RECORDED INFORMATION:
--- begin ---

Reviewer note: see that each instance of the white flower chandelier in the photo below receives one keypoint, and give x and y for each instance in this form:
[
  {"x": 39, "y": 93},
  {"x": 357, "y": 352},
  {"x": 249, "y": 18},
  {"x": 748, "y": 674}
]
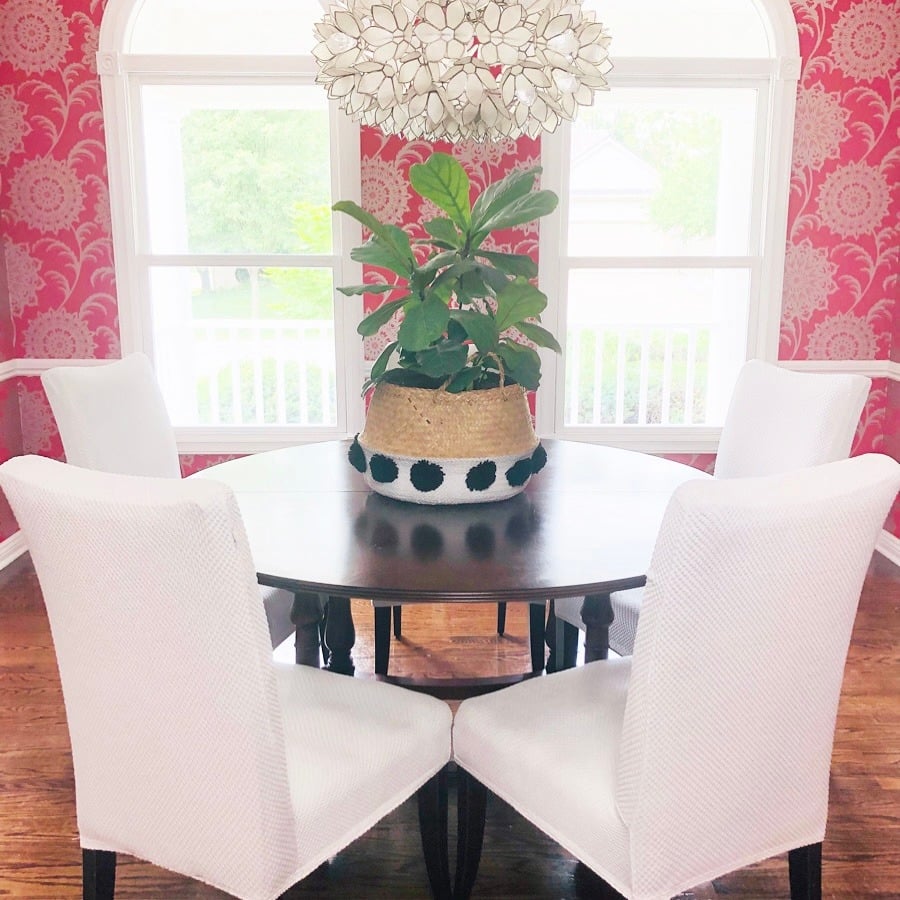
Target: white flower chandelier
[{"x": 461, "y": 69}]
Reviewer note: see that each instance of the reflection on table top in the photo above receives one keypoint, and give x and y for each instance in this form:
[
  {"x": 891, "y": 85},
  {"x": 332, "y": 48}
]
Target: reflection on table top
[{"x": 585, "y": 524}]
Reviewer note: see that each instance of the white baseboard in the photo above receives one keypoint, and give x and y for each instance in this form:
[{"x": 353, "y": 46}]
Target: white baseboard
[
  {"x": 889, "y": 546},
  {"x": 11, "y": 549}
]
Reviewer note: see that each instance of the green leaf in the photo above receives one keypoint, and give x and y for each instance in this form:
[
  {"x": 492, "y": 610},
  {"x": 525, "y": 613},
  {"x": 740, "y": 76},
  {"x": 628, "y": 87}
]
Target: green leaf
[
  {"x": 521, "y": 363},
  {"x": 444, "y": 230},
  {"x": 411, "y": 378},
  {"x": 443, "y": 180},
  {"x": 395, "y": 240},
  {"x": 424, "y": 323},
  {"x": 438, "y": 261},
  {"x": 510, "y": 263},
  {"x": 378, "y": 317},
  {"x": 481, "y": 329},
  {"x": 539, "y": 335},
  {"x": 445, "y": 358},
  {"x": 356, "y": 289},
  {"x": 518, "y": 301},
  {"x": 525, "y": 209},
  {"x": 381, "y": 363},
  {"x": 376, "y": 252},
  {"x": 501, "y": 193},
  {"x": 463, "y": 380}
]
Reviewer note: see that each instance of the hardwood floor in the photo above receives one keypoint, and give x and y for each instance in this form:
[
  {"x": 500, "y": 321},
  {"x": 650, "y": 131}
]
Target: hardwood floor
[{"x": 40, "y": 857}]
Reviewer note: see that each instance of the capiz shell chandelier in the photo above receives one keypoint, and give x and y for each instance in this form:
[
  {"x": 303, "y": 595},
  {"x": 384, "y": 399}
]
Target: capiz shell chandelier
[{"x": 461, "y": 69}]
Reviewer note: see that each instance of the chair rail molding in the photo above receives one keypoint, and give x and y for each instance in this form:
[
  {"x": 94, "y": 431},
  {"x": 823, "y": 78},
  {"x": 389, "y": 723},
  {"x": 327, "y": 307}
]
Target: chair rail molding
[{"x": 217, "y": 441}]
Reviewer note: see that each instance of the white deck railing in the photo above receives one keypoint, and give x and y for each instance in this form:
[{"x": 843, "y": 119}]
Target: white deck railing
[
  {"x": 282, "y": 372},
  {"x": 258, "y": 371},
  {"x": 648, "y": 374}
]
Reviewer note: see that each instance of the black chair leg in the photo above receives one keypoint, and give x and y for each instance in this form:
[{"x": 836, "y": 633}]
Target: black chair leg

--- end ---

Quote word for word the lines of the records, starting with the line that contains "Reviewer note: see that each instance of the white deck" and going on through the end of the records.

Reviewer note: see that each instance of the white deck railing in the photo above receives one keypoint, and give x and y for each instance in this form:
[{"x": 843, "y": 119}]
Target: white deck railing
[
  {"x": 282, "y": 372},
  {"x": 258, "y": 371},
  {"x": 648, "y": 374}
]
Reviewer note: see that each instance of the black chair leg in the photo above receives one keypoint, and give x and y for each instance in this form:
[{"x": 836, "y": 633}]
Target: black chair leg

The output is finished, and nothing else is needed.